[[ Material for this exercise, beginning ]]

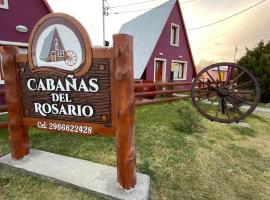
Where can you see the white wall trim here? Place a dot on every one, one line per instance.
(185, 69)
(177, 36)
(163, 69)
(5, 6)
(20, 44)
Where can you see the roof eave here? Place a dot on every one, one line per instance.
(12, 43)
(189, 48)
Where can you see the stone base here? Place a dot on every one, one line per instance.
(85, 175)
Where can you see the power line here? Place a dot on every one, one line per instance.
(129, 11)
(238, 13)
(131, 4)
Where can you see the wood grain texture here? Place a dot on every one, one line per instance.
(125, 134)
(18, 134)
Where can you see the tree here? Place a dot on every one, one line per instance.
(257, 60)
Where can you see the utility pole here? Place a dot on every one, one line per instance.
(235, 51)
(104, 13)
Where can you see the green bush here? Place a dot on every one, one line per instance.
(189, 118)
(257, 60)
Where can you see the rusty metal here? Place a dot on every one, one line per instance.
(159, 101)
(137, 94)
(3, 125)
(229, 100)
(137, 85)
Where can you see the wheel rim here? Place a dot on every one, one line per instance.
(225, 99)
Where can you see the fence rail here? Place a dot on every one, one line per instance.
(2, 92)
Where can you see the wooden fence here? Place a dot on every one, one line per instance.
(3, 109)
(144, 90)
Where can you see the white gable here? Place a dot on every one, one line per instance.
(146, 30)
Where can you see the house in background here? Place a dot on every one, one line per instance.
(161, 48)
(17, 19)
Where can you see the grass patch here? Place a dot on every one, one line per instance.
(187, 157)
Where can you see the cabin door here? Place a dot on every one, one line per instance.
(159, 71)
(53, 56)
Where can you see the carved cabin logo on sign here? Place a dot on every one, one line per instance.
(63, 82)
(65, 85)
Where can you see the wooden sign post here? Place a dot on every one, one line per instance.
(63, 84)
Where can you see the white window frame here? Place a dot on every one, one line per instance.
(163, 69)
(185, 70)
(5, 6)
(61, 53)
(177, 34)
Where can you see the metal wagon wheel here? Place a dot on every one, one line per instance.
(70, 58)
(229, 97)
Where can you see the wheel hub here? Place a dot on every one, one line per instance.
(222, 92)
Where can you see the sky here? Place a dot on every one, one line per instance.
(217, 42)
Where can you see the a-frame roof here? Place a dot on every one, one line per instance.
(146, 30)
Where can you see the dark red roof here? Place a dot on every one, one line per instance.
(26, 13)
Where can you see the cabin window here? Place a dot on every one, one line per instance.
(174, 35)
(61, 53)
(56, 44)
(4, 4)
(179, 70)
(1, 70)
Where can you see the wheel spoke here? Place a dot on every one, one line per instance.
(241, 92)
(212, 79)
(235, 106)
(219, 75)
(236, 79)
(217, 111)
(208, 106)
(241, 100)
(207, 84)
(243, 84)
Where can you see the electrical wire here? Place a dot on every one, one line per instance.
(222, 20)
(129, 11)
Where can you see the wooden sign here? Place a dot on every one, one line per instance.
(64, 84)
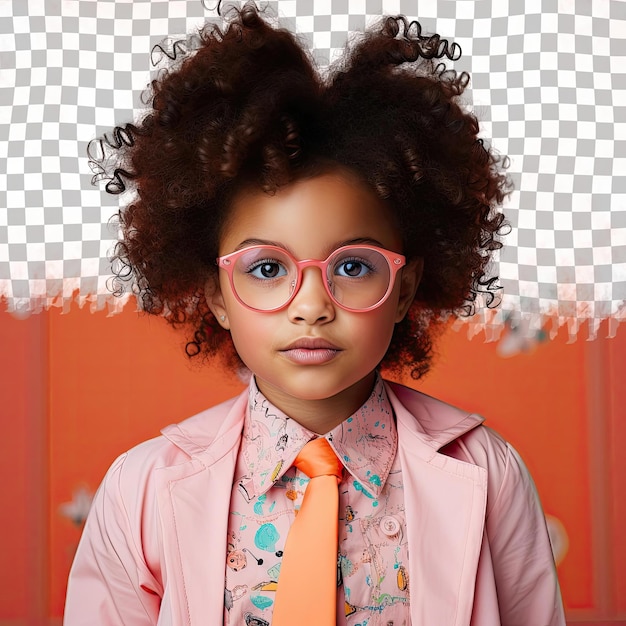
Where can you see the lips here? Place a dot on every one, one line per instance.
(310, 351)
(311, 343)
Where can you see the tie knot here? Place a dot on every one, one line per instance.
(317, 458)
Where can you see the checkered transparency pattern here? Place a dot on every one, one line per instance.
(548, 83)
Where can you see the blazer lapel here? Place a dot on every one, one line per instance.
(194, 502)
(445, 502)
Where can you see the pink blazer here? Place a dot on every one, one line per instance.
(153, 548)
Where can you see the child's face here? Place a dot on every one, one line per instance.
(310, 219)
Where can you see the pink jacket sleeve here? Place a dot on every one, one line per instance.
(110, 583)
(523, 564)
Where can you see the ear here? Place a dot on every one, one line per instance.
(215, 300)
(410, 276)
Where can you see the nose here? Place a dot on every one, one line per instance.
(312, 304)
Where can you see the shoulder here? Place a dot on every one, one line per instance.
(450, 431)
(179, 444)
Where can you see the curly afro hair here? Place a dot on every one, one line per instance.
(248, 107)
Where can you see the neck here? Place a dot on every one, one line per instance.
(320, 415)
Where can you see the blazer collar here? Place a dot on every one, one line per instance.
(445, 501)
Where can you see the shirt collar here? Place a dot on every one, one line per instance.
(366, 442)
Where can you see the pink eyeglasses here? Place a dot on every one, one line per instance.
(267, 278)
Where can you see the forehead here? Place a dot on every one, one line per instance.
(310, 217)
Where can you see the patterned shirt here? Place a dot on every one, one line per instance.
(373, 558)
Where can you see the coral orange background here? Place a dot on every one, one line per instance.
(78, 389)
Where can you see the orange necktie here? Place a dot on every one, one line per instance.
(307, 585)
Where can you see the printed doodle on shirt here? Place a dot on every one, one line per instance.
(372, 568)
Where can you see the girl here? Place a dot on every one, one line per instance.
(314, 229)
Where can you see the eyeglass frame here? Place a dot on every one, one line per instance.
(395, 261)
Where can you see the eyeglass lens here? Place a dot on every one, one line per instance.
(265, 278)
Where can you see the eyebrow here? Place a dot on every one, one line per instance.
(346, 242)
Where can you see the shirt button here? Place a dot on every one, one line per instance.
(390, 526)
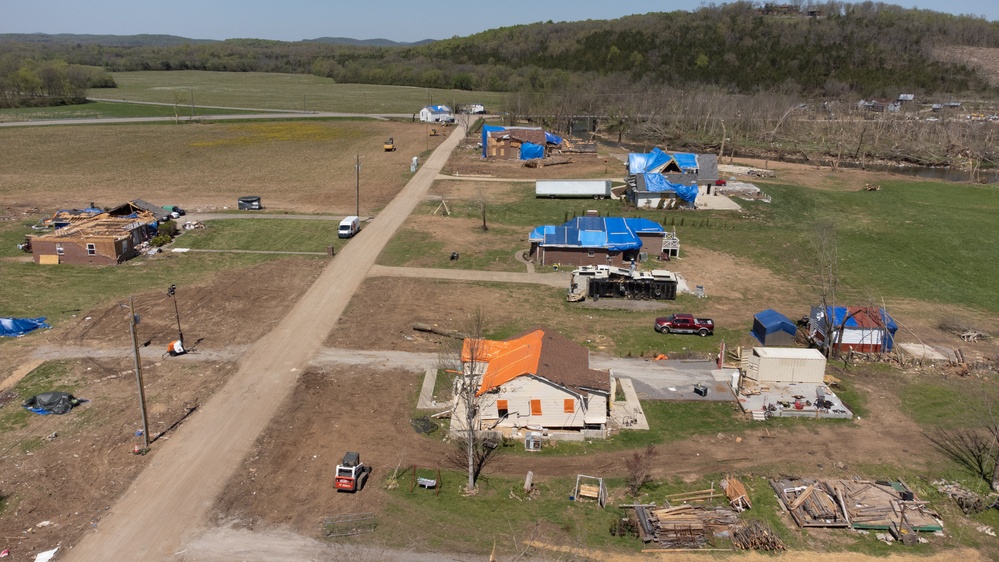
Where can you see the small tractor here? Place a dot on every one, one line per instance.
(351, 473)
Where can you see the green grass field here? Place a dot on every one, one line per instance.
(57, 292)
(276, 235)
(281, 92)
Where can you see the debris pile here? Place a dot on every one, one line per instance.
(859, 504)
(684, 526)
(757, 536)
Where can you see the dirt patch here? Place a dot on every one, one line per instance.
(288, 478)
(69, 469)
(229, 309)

[[ Material for this exercise, end ]]

# [Task objective]
Reproduce, with both ends included, the lines from the one holding "Where can you see the dirt" to the end of the records above.

# [Answer for the task]
Where can you see the dirt patch here? Place a dot on every one, one line per instance.
(288, 478)
(69, 469)
(229, 309)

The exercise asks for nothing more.